▶ _Instrução_
Disponha todas as linhas dos itens abaixo em uma lista numerada, omitindo as linhas em branco.

▶ _Itens do exercício_
|---|

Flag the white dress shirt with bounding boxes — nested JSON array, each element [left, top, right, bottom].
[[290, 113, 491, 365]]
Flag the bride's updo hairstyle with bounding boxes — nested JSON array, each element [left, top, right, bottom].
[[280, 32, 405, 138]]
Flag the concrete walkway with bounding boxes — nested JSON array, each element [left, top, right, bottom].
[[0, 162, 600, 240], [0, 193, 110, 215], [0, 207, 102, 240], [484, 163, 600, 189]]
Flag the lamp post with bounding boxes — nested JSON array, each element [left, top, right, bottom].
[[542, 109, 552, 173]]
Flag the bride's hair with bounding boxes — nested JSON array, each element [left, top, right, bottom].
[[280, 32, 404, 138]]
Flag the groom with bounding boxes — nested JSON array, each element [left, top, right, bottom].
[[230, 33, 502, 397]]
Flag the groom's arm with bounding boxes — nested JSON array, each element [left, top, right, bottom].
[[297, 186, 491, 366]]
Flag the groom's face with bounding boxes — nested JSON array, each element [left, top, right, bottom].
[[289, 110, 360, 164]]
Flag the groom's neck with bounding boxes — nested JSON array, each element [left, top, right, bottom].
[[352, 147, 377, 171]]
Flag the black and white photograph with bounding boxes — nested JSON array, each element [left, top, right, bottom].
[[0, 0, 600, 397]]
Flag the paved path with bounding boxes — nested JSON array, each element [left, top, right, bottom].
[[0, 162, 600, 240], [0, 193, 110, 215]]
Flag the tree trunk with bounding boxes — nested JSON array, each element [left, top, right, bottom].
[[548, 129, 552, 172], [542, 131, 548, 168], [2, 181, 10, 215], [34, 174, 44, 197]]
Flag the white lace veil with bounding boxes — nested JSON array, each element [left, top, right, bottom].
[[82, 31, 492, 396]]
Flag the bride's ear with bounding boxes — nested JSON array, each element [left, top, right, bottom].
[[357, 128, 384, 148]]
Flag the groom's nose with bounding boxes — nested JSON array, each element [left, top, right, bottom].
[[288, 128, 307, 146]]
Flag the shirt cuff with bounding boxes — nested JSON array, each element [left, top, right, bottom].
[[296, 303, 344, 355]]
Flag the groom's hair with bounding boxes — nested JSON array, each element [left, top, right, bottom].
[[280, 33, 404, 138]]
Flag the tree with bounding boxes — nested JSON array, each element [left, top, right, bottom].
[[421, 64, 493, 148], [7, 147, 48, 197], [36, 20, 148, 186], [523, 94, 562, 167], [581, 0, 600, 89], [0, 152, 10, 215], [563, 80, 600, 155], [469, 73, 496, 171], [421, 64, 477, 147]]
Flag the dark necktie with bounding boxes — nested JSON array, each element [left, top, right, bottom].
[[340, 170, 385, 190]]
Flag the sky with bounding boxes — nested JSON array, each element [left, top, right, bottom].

|---|

▶ _Resultado da tarefa_
1. Flag the white dress shirt with bounding boxes — nested JSON array, each element [left, top, right, bottom].
2. [[290, 113, 491, 365]]
3. Flag the bride's updo hairstyle with bounding boxes — nested JSON array, each element [left, top, right, bottom].
4. [[280, 32, 405, 138]]
5. Flag the concrete walkway with bounding boxes — nested JSON array, each element [left, top, right, bottom].
6. [[0, 162, 600, 240], [0, 193, 110, 215], [0, 207, 102, 240], [484, 163, 600, 189]]
7. Flag the lamp post with bounding boxes — nested JSON array, each element [left, top, right, bottom].
8. [[542, 109, 552, 173]]
9. Flag the bride's hair with bounding boxes — nested JSON array, each element [left, top, right, bottom].
10. [[280, 32, 404, 138]]
11. Flag the groom with bounding boxes — nested JSON array, each element [left, top, right, bottom].
12. [[230, 33, 502, 397]]
13. Flag the groom's arm with bounding boxes — nested JSON array, each element [left, top, right, bottom].
14. [[297, 186, 491, 366]]
15. Flag the groom's face with bounding boxes — nested JSON array, each element [left, top, right, bottom].
16. [[289, 110, 360, 164]]
17. Flag the groom's neck with bounding boxes — nested JSON array, each element [left, top, right, bottom].
18. [[352, 147, 377, 171]]
19. Flag the black and white photograph with bounding boxes — nested JSON array, each element [left, top, right, bottom].
20. [[0, 0, 600, 397]]
21. Flag the paved path with bounding boxes — nested JSON array, each element [left, top, right, bottom].
22. [[0, 162, 600, 240], [0, 193, 110, 215]]
23. Flag the tree trunk with bounding boxes — nested JSON array, each element [left, top, right, bottom].
24. [[548, 129, 552, 172], [542, 131, 548, 168], [2, 181, 10, 215], [34, 174, 44, 197]]
25. Flag the white lace veil with bounding boxes — nested JSON array, each element [left, top, right, bottom].
26. [[82, 31, 492, 396]]
27. Flag the bride's ear with bounding boxes — nested JSON array, each element [left, top, right, bottom].
28. [[357, 128, 384, 148]]
29. Flag the groom's nose with bounding boxes — nested JSON array, each element [left, top, right, bottom].
30. [[288, 128, 307, 146]]
31. Flag the shirt cuff with bounding boxes — nested JSON array, each element [left, top, right, bottom].
32. [[296, 303, 344, 355]]
33. Flag the groom's hair with bounding boxes — nested JSON array, each element [left, top, right, bottom].
34. [[280, 33, 404, 138]]
35. Flag the tree with bounding boxes — nested JSON array, each element [left, top, right, bottom].
36. [[421, 64, 493, 148], [7, 147, 48, 197], [36, 20, 148, 186], [523, 94, 562, 167], [581, 0, 600, 89], [0, 152, 10, 215], [563, 80, 600, 155], [469, 73, 496, 171], [421, 64, 477, 147]]
37. Flag the dark necktie with bounding boxes — nested JSON array, each element [left, top, right, bottom].
38. [[340, 170, 385, 190]]
39. Flag the sky with bounding boxes — nested JSON array, each element [left, top, right, bottom].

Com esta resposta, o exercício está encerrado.